* [Work instruction 1]: Please summarize the article on the call to list Chinese biotech firms in two sentences.
* [Work instruction 2]: Carry on the article about the lawmakers' letter on Chinese biotech firms from the point where it stops.

* [Page text]:
The top Republican and the Democrat on the House Select Committee on the Chinese Communist Party (CCP) are calling on the Biden administration to add seven Chinese biotech firms to a Pentagon list of “Chinese military companies.”
The seven Chinese biotech companies are MGI Group, Complete Genomics, Innomics, STOmics, Origincell, Yazyme Biotech, and Axbio.
The two lawmakers noted that the CCP’s military and academic literature has argued that “success on the future battlefield will require ‘achieving biological dominance.’” As a result, they urged Mr. Austin to add the companies to the list.
“Urgent action is needed to identify the PRC biotechnology entities at the forefront of this work,” the letter reads, referring to China’s official name, the People’s Republic of China.
MGI Group and Complete Genomics are subsidiaries of PLA-affiliated firm BGI, according to the letter, while Innomics and STOmics are BGI’s subsidiaries operating in the United States.
“MGI uses Complete Genomics in the U.S. market to compete, often obscuring Complete Genomics’ ties to MGI, BGI, and the CCP,” the letter reads. “STOmics is a similarly situated subsidiary, making no mention of its ties to BGI on its English-language website, but STOmics Mandarin-Chinese language website proudly identifies it as a subsidiary of BGI.”
According to the letter, Origincell has ties to the CCP’s United Front Work Department (UFWD).

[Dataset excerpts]
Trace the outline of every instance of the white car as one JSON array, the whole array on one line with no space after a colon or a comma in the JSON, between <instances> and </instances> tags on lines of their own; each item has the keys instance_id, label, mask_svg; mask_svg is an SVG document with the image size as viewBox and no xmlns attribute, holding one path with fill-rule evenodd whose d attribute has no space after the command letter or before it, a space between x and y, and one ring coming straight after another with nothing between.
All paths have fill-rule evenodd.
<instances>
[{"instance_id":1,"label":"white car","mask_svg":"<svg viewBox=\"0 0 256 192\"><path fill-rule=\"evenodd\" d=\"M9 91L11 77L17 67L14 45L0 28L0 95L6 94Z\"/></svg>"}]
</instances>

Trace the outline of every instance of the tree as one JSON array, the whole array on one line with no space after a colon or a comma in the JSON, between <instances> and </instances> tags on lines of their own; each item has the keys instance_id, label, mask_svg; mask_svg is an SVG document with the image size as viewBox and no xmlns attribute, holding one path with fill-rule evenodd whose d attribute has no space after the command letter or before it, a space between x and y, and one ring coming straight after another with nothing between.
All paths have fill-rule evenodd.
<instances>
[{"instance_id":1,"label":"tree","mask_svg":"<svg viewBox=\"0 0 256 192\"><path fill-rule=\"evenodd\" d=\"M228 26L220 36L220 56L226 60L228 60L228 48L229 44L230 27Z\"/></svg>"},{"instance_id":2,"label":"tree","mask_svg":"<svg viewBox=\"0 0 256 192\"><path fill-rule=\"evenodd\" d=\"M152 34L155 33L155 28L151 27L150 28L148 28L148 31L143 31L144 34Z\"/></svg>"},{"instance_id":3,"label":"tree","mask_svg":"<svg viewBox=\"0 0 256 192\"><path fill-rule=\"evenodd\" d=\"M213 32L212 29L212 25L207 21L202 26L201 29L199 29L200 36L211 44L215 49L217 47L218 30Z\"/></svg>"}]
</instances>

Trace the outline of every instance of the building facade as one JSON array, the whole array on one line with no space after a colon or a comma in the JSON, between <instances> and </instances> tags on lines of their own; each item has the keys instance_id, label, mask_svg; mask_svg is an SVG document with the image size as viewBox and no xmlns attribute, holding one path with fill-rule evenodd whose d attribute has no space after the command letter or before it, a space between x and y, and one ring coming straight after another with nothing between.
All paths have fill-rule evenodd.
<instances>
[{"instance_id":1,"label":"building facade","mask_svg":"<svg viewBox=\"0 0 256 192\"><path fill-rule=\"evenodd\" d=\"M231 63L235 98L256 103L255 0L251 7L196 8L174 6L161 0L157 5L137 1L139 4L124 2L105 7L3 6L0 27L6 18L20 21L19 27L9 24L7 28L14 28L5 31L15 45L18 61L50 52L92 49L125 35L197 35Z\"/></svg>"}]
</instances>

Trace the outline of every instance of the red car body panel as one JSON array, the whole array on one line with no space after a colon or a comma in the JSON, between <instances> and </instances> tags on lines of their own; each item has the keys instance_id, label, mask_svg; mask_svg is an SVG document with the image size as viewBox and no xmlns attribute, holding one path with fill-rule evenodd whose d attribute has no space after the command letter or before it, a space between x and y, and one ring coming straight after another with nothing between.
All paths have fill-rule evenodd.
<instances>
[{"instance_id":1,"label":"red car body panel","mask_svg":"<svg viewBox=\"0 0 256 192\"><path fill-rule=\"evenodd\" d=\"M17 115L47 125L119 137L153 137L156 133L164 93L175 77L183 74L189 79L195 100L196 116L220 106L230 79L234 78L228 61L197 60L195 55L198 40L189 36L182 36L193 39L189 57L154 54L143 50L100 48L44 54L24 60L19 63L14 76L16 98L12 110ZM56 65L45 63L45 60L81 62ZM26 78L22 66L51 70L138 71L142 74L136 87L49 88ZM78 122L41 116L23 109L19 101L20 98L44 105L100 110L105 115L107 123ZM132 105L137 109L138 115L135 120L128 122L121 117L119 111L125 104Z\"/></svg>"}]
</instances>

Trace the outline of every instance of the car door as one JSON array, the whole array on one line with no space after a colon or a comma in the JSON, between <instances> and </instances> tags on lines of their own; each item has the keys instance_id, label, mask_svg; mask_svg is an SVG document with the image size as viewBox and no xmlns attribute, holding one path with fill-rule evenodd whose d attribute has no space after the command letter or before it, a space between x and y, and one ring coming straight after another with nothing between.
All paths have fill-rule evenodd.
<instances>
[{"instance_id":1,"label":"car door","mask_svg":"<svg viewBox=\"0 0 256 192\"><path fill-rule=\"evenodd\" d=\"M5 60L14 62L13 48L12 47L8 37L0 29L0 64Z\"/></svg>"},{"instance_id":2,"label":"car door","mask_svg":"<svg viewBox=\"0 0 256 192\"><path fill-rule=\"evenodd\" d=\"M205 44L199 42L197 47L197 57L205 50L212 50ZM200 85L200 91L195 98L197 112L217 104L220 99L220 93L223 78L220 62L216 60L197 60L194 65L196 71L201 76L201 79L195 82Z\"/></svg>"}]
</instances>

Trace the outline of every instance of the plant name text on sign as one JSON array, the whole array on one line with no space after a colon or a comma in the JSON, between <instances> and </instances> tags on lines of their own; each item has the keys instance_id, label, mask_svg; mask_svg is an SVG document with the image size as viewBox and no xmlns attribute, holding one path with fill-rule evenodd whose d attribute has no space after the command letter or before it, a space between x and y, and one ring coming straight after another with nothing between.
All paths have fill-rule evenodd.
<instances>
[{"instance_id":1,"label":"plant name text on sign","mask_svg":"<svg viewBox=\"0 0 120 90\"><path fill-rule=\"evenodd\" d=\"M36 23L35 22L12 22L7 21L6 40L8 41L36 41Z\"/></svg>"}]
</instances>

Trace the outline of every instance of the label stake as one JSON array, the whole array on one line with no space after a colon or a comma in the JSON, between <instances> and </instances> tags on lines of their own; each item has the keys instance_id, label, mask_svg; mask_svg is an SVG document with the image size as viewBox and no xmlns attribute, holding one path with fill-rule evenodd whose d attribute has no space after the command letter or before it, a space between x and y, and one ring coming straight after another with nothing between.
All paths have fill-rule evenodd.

* [Answer 1]: The top Republican and the Democrat on the House Select Committee on the CCP are urging the Biden administration to add seven Chinese biotech firms (MGI Group, Complete Genomics, Innomics, STOmics, Origincell, Yazyme Biotech, and Axbio) to a Pentagon list of Chinese military companies, citing CCP literature that calls for "achieving biological dominance." Their letter says four of the firms are subsidiaries of the PLA-affiliated firm BGI, some of which obscure those ties in the U.S. market, and it links Origincell to the CCP's United Front Work Department.

* [Answer 2]:
“Origincell was the prime supplier for a Military-Civil Fusion project to build bio-sample storage bank, and the company has hosted officials from the CCP’s United Front Work Department at their company headquarters,” it reads.
“Americans need to understand that the CCP’s United Front work is not just a distant-over-there threat. It’s a right-here-at-home threat,” Mr. Gallagher says in his video.
The two lawmakers also requested Mr. Austin attend a briefing with the Select Committee staff before May 1 about how the Pentagon will add more “problematic” Chinese biotechnology companies to its list in accordance with Section 1312 of the National Defense Act for Fiscal Year 2024.
In response to an inquiry from Reuters, the Pentagon said it didn’t have any comment.
“The Department of Defense provides responses directly to members of Congress in matters of this kind,” a department spokesman said in a statement. “We have no additional information or further details to release at this time.”